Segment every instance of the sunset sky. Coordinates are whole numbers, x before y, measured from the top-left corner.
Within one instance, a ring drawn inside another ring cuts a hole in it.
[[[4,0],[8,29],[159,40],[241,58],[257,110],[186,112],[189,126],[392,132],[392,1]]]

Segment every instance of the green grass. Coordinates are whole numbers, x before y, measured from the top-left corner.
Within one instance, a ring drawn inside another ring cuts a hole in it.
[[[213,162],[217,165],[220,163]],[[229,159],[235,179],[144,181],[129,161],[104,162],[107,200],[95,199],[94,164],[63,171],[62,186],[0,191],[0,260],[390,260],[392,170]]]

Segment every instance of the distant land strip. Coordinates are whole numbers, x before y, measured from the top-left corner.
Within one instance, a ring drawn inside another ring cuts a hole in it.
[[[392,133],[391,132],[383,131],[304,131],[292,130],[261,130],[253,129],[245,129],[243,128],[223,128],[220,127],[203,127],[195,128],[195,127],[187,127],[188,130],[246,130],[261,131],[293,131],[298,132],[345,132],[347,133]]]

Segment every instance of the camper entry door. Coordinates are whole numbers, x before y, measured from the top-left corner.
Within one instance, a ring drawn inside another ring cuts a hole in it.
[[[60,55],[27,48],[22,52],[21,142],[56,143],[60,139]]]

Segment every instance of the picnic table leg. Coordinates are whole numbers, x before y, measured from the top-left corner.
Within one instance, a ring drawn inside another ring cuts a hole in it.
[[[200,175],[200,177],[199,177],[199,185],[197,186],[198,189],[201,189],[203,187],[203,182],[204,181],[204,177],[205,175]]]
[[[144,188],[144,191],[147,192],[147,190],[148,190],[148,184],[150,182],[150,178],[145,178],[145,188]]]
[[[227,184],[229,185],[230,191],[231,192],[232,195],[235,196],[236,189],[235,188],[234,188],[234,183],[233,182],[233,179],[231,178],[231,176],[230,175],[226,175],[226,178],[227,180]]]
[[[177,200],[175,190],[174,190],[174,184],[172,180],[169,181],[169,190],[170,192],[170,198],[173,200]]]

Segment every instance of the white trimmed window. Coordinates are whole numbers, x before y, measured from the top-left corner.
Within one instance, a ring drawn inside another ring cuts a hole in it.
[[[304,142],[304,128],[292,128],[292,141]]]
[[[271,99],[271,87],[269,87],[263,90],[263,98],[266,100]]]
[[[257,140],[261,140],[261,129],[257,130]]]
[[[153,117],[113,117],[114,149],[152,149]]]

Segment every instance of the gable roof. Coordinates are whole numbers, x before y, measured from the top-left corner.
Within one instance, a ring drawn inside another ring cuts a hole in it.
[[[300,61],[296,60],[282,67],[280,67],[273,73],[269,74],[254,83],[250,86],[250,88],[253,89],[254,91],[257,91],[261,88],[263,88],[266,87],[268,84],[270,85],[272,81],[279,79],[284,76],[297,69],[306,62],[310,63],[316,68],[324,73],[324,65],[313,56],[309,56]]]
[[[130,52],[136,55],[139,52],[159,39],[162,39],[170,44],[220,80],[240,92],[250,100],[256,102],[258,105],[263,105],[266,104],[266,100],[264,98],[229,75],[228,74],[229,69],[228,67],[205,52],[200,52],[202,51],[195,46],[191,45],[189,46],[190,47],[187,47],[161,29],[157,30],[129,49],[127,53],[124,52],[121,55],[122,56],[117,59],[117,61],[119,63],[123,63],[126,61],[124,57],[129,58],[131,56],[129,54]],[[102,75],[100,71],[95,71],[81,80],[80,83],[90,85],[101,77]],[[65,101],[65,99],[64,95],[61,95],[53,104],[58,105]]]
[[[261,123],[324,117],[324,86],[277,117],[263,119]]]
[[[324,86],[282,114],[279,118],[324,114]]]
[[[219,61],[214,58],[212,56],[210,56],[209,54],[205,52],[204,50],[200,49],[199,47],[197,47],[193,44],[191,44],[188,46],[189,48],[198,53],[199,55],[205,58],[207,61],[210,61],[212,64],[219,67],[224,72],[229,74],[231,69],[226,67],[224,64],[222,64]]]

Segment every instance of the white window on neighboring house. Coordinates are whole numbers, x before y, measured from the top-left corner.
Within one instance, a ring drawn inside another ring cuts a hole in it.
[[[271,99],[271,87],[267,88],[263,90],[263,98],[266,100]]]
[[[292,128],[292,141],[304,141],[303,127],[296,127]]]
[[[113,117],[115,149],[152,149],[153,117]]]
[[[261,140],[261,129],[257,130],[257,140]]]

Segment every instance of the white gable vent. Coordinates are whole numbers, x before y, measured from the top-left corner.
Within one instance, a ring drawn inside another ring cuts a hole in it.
○ ○ ○ ○
Exercise aim — Rewrite every row above, changing "top-left corner" to "upper-left corner" and leaving all other text untouched.

The solution —
Segment every instance of the sunset sky. Coordinates are whole numbers, x before y, measured from the upper-left corner.
Within one instance, a ring drawn inside another ring cuts a hole in it.
[[[4,0],[8,29],[159,40],[241,58],[257,110],[186,112],[189,126],[392,132],[392,1]]]

Segment every instance of the green grass. Coordinates are whole numbers, x before y, measured from the upper-left corner.
Within one instance, a ring drawn inside another ring cuts a hole in it.
[[[213,162],[217,165],[220,163]],[[229,159],[235,179],[144,181],[129,161],[104,162],[107,200],[95,199],[94,164],[63,171],[62,186],[0,191],[0,260],[390,260],[392,170]]]

Segment every instance of the distant land strip. Coordinates are whole numbers, x before y, measured from the upper-left corner.
Within one instance, a ring drawn inside another ring cuts a hole in it.
[[[392,133],[391,132],[383,131],[304,131],[292,130],[261,130],[253,129],[245,129],[243,128],[223,128],[220,127],[203,127],[195,128],[195,127],[187,127],[188,130],[246,130],[261,131],[293,131],[298,132],[345,132],[347,133]]]

Segment every instance of the camper entry door. Coordinates are whole numbers, x before y, measured from the upper-left corner.
Within one instance, a ring drawn inside another ring cuts a hole in it.
[[[60,55],[27,48],[22,52],[21,142],[56,143],[60,139]]]

Segment every instance of the picnic table leg. Coordinates are whole numbers, x before y, measured from the upper-left corner.
Within one instance, a ring drawn inside another ring cuts a hole in it.
[[[200,175],[200,177],[199,177],[199,185],[197,186],[198,189],[201,189],[203,187],[203,182],[204,181],[204,177],[205,175]]]
[[[144,188],[144,191],[147,192],[147,190],[148,190],[148,184],[150,182],[150,178],[145,178],[145,188]]]
[[[227,184],[229,185],[230,191],[231,192],[232,195],[235,196],[236,189],[235,188],[234,188],[234,183],[233,182],[233,179],[231,178],[231,176],[230,175],[226,175],[226,178],[227,180]]]
[[[177,200],[175,190],[174,190],[174,184],[172,180],[169,181],[169,190],[170,192],[170,198],[173,200]]]

Segment every instance of the white trimmed window. Coordinates are whole numbers, x before y, measured from the upper-left corner.
Within one instance, a ring drawn inside another ring cuts a hole in it.
[[[304,142],[304,128],[292,128],[292,141]]]
[[[271,99],[271,87],[269,87],[263,90],[263,98],[266,100]]]
[[[257,140],[261,140],[261,129],[257,130]]]
[[[153,117],[113,117],[114,149],[152,149]]]

Segment every instance of the gable roof. Coordinates are whole numbers, x before y, measured from the upper-left corner.
Within one instance, a ring drawn inside another ring cuts a hole in it.
[[[300,61],[296,60],[282,67],[280,67],[273,73],[269,74],[254,83],[250,86],[250,88],[253,89],[254,91],[257,91],[261,88],[263,88],[266,87],[268,84],[270,85],[272,81],[279,79],[284,76],[297,69],[306,62],[310,63],[316,68],[324,73],[324,65],[313,56],[309,56]]]
[[[130,52],[136,55],[139,52],[159,39],[162,39],[170,44],[220,80],[240,92],[250,100],[256,102],[258,105],[263,105],[266,104],[266,100],[264,98],[229,75],[228,74],[229,69],[228,67],[205,52],[200,52],[202,51],[195,46],[191,45],[189,46],[190,47],[187,47],[161,29],[157,30],[129,49],[127,53],[124,52],[121,55],[122,56],[117,59],[117,61],[119,63],[123,63],[126,61],[124,57],[129,58],[131,56],[129,54]],[[102,75],[100,71],[95,71],[81,80],[80,83],[90,85],[101,77]],[[65,101],[65,99],[64,95],[61,95],[53,104],[58,105]]]
[[[261,123],[324,117],[324,86],[277,117],[263,119]]]
[[[324,86],[282,114],[279,118],[324,114]]]
[[[219,61],[214,58],[212,56],[210,56],[209,54],[205,52],[204,50],[200,49],[199,47],[197,47],[193,44],[191,44],[188,46],[189,48],[198,53],[199,55],[205,58],[207,61],[210,61],[212,64],[219,67],[224,72],[229,74],[231,69],[226,67],[224,64],[222,64]]]

Segment every instance of the white window on neighboring house. Coordinates are whole numbers, x before y, measured from the upper-left corner.
Within one instance, a ring drawn inside another ring cuts a hole in it.
[[[271,99],[271,87],[267,88],[263,90],[263,98],[266,100]]]
[[[292,128],[292,141],[304,141],[303,127],[296,127]]]
[[[113,117],[115,149],[152,149],[153,117]]]
[[[261,140],[261,129],[257,130],[257,140]]]

Segment every instance of the white gable vent. Coordinates are whole numbers, x before y, measured from the upper-left corner.
Within one instance, a ring drawn inside another ring cuts a hole in it.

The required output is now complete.